## [Records for the task]
☆ ☆ ☆ ☆ ☆

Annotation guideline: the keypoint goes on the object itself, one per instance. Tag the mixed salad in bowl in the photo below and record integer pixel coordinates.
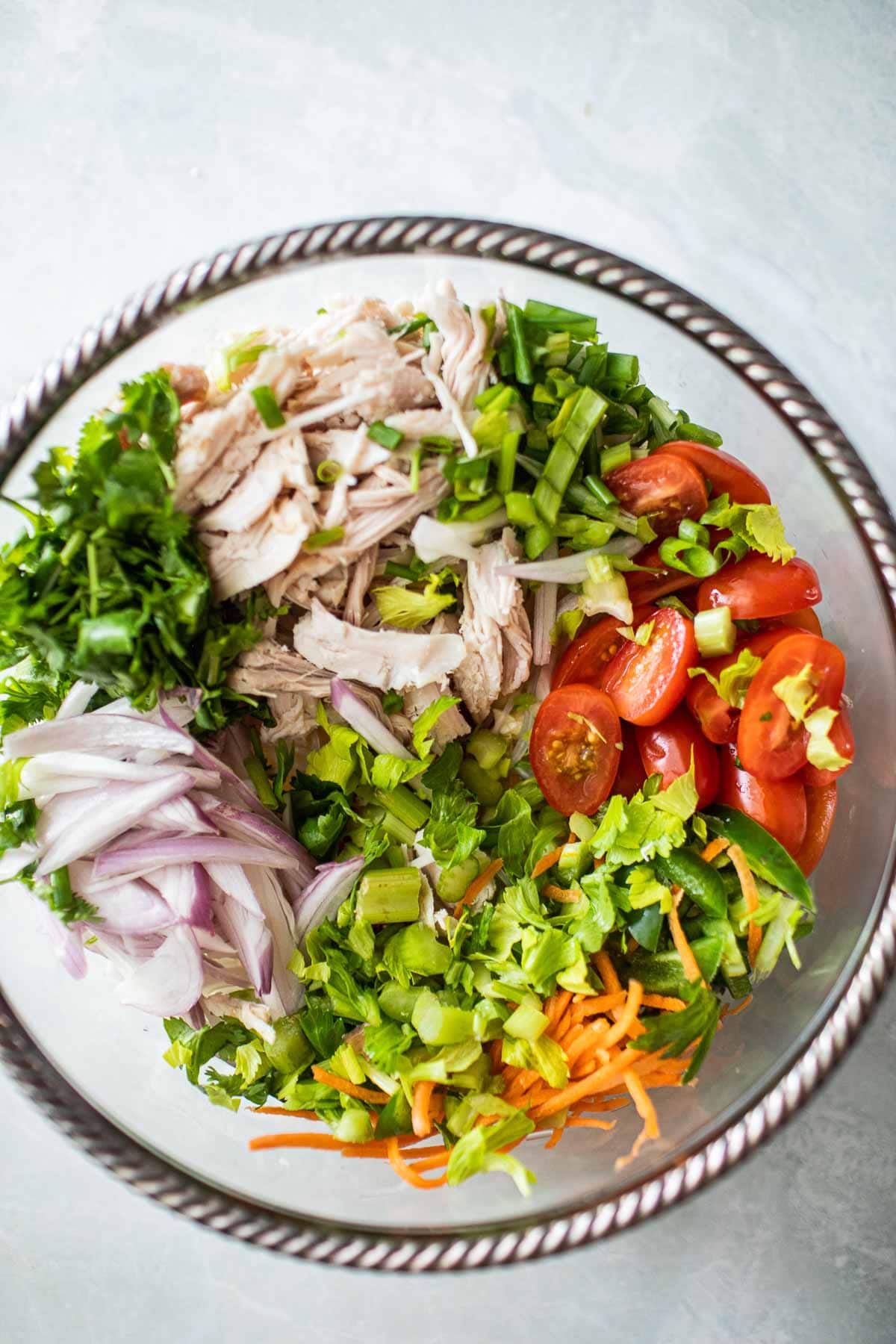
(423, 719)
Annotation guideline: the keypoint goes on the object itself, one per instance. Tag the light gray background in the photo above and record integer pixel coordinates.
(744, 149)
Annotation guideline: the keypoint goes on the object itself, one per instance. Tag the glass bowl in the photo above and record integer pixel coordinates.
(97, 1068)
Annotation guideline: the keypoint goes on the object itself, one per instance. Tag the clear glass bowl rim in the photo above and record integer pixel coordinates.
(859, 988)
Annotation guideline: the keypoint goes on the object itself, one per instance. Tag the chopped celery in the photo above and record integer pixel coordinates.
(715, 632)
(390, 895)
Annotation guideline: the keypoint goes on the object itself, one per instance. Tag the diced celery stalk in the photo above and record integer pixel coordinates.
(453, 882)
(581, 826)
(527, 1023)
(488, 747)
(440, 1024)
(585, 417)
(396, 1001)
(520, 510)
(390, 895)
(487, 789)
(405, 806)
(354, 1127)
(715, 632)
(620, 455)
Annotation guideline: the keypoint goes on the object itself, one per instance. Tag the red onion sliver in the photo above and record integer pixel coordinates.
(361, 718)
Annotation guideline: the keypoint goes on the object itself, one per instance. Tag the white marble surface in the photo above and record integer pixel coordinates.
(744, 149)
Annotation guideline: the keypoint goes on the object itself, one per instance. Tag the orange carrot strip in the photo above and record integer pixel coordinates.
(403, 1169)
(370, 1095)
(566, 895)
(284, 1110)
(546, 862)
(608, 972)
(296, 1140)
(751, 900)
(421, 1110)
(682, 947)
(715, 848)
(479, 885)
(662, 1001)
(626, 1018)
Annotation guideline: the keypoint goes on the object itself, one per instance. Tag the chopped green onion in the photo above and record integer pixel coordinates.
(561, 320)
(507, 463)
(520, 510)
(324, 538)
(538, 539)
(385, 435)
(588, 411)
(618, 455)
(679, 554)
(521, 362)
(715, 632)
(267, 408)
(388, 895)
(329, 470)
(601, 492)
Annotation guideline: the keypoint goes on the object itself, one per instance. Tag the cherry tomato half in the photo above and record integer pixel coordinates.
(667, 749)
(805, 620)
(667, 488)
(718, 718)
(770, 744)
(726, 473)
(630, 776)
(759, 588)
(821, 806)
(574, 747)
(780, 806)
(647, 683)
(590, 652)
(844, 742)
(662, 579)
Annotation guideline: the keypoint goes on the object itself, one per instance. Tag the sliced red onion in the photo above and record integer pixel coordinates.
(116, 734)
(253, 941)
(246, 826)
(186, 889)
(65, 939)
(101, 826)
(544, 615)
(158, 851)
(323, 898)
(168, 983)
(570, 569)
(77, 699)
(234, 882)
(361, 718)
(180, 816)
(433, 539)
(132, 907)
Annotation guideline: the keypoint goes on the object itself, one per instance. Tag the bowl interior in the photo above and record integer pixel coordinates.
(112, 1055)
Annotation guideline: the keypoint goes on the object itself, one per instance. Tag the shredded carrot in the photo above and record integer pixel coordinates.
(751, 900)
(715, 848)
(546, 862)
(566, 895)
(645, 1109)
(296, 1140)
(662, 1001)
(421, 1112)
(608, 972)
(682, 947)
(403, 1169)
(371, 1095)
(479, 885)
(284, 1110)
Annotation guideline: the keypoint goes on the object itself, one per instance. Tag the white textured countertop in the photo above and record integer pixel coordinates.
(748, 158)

☆ ☆ ☆ ☆ ☆

## [Written problem]
Can you rewrite the listing, requests included, starting with the line containing "Tag the glass" and going on through the line containing "(626, 1018)", both ends included, with every coordinate number shifted up by 80?

## [Expected output]
Annotation guideline: the keypoint goes on the object itself, one per instance. Tag the glass bowl in the photo above and record integer pixel coordinates.
(177, 1148)
Annotation guideline: the keypoint goes on the object itself, one per instance. Tag the clear glass bowl rim in the photo above and record integer pixel coordinates.
(939, 1068)
Annotation guideline: the keypoint goes on the object itself, one per instance. Tag the chopped celery in the photo above and record integer pixel coordinates.
(795, 712)
(470, 975)
Annotation guideline: the keypoint goes on the object itself, one per instance. Tag the diced celery stalk in the photo above and record integer pixel coordinates.
(533, 962)
(661, 906)
(607, 1103)
(568, 827)
(520, 1104)
(665, 497)
(476, 1081)
(600, 590)
(470, 975)
(567, 869)
(485, 886)
(434, 1207)
(795, 712)
(700, 535)
Annotation guideline: the keypoint goes on the object itself, one per instance. Tag the red onion sliver in the photo above and record integer pixel coordinates.
(441, 798)
Annotation guideline: the keypoint goes on the object itself, one per instance. Tag the white marble surface in the photo above and record integer pixel coordinates.
(824, 229)
Annotation guideline: the keypoint goes on the object itself, one per instance. Tag the orange carrot strip in the photo above and record integer pixel coordinates.
(483, 1249)
(450, 1175)
(646, 975)
(364, 1190)
(626, 942)
(688, 1052)
(376, 1220)
(831, 980)
(501, 1190)
(762, 1027)
(795, 928)
(559, 965)
(742, 1081)
(706, 1098)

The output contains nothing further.